Task material Start Marker
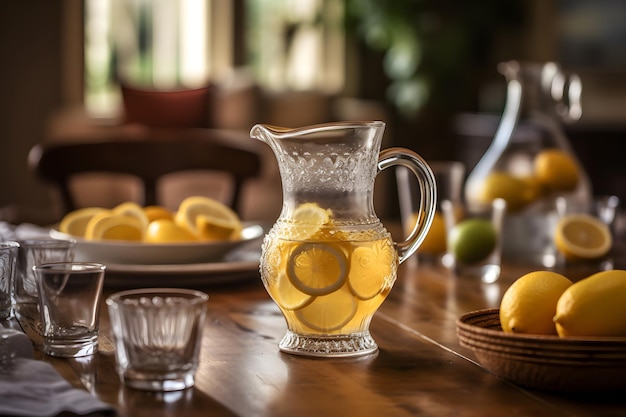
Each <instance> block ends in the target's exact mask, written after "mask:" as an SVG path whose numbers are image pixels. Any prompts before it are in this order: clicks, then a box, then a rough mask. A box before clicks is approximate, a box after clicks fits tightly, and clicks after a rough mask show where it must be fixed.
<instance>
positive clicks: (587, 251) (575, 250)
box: [554, 214, 613, 260]
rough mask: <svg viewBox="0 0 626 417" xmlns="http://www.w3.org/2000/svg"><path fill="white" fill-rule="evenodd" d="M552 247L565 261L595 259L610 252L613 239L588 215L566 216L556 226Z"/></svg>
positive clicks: (603, 255)
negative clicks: (557, 252) (554, 245)
mask: <svg viewBox="0 0 626 417" xmlns="http://www.w3.org/2000/svg"><path fill="white" fill-rule="evenodd" d="M554 245H555V246H556V248H557V249H558V251H559V252H561V253H562V254H563V256H564V257H565V259H571V260H575V259H597V258H601V257H602V256H604V255H606V254H607V253H608V252H609V250H611V246H612V245H613V239H612V237H611V232H610V230H609V227H608V226H607V225H606V224H605V223H603V222H602V221H601V220H600V219H598V218H596V217H594V216H592V215H590V214H568V215H565V216H563V217H562V218H561V219H560V220H559V222H558V223H557V225H556V228H555V232H554Z"/></svg>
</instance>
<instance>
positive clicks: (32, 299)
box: [13, 239, 76, 349]
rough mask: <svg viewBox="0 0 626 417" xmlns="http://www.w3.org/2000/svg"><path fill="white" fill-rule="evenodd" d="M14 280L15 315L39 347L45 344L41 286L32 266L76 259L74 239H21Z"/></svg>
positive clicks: (27, 333)
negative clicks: (43, 339) (35, 274)
mask: <svg viewBox="0 0 626 417" xmlns="http://www.w3.org/2000/svg"><path fill="white" fill-rule="evenodd" d="M19 244H20V247H19V249H18V251H17V272H16V274H15V281H14V287H13V289H14V296H15V300H14V309H15V317H16V318H17V321H18V322H19V324H20V326H21V327H22V330H24V333H26V335H27V336H28V337H29V338H30V340H32V341H33V344H34V345H35V347H36V348H37V349H41V348H43V326H42V323H41V313H40V311H39V290H38V288H37V281H36V279H35V272H34V271H33V267H34V266H35V265H40V264H43V263H49V262H71V261H73V260H74V248H75V246H76V241H75V240H61V239H26V240H21V241H19Z"/></svg>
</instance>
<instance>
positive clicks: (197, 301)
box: [105, 287, 209, 308]
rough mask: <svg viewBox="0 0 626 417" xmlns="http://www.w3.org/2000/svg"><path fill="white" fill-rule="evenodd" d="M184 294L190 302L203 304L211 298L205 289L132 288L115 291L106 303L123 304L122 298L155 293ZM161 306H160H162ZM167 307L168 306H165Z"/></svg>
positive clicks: (164, 293)
mask: <svg viewBox="0 0 626 417" xmlns="http://www.w3.org/2000/svg"><path fill="white" fill-rule="evenodd" d="M164 294H171V295H182V296H185V297H188V300H189V302H190V304H192V305H195V304H203V303H206V302H207V301H208V300H209V295H208V294H207V293H205V292H204V291H199V290H193V289H190V288H167V287H163V288H135V289H131V290H124V291H118V292H116V293H113V294H111V295H109V296H108V297H107V299H106V300H105V302H106V304H107V305H109V306H118V305H122V300H124V299H128V298H138V297H142V296H144V297H151V296H155V295H164ZM123 306H124V308H155V307H154V306H146V305H140V306H133V305H126V304H125V305H123ZM161 307H162V306H160V307H159V308H161ZM165 307H167V306H165Z"/></svg>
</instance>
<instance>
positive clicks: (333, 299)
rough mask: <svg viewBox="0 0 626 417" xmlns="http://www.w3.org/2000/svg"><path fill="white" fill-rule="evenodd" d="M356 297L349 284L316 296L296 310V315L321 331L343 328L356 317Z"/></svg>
Task material End Marker
Exercise aim: Everything in the entries above except the pictures should be given again exactly.

Written solution:
Each <instance> block ends in the target's exact mask, written after "mask:" as an SVG path whose numbers are image pixels. Any prompts before it are in this order: clicks, then a box, then a rough mask. A box before clicks is approximate, a box after clicks fits tightly, and clicks after a rough mask show where it must be fixed.
<instance>
positive clicks: (587, 251) (575, 250)
box: [554, 214, 613, 260]
rough mask: <svg viewBox="0 0 626 417" xmlns="http://www.w3.org/2000/svg"><path fill="white" fill-rule="evenodd" d="M552 247L565 261L595 259L610 252L613 239L588 215L566 216L556 226Z"/></svg>
positive clicks: (603, 255)
negative clicks: (557, 252) (554, 245)
mask: <svg viewBox="0 0 626 417" xmlns="http://www.w3.org/2000/svg"><path fill="white" fill-rule="evenodd" d="M554 245H555V246H556V248H557V249H558V251H559V252H561V253H562V254H563V256H564V257H565V259H571V260H575V259H597V258H601V257H602V256H604V255H606V254H607V253H608V252H609V250H611V246H612V245H613V239H612V237H611V232H610V230H609V227H608V226H607V225H606V224H605V223H603V222H602V221H601V220H600V219H598V218H596V217H594V216H592V215H590V214H568V215H565V216H563V217H562V218H561V219H560V220H559V222H558V223H557V225H556V228H555V232H554Z"/></svg>
</instance>
<instance>
positive clicks: (32, 299)
box: [13, 239, 76, 349]
rough mask: <svg viewBox="0 0 626 417" xmlns="http://www.w3.org/2000/svg"><path fill="white" fill-rule="evenodd" d="M14 280L15 315L39 347L45 344L41 286L32 266L76 259L74 239H21Z"/></svg>
positive clicks: (27, 333)
negative clicks: (43, 339) (35, 274)
mask: <svg viewBox="0 0 626 417" xmlns="http://www.w3.org/2000/svg"><path fill="white" fill-rule="evenodd" d="M19 244H20V247H19V249H18V251H17V272H16V274H15V281H14V287H13V289H14V296H15V300H14V309H15V317H16V318H17V321H18V322H19V324H20V326H21V327H22V330H24V333H26V335H27V336H28V337H29V338H30V340H32V341H33V344H34V345H35V347H36V348H37V349H41V348H43V326H42V323H41V313H40V311H39V290H38V288H37V281H36V279H35V272H34V271H33V267H34V266H35V265H40V264H43V263H49V262H71V261H73V260H74V248H75V246H76V241H75V240H61V239H26V240H21V241H19Z"/></svg>
</instance>
<instance>
positive clicks: (197, 301)
box: [105, 287, 209, 308]
rough mask: <svg viewBox="0 0 626 417" xmlns="http://www.w3.org/2000/svg"><path fill="white" fill-rule="evenodd" d="M184 294L190 302L203 304L211 298L205 289L132 288L115 291L106 303L123 304L122 298L155 293ZM161 306H160H162ZM167 307L168 306H165Z"/></svg>
positive clicks: (164, 293)
mask: <svg viewBox="0 0 626 417" xmlns="http://www.w3.org/2000/svg"><path fill="white" fill-rule="evenodd" d="M164 294H171V295H182V296H185V297H188V300H189V302H190V304H192V305H195V304H203V303H206V302H207V301H208V300H209V295H208V294H207V293H205V292H204V291H199V290H193V289H190V288H167V287H163V288H135V289H131V290H124V291H118V292H116V293H113V294H111V295H109V296H108V297H107V299H106V300H105V302H106V304H107V305H109V306H118V305H122V300H124V299H128V298H138V297H142V296H144V297H151V296H155V295H164ZM123 306H124V308H155V307H154V306H146V305H140V306H133V305H126V304H125V305H123ZM161 307H162V306H160V307H159V308H161ZM165 307H167V306H165Z"/></svg>
</instance>
<instance>
positive clicks: (333, 299)
rough mask: <svg viewBox="0 0 626 417" xmlns="http://www.w3.org/2000/svg"><path fill="white" fill-rule="evenodd" d="M356 297L349 284L316 296L296 310V315L321 331L343 328L356 317Z"/></svg>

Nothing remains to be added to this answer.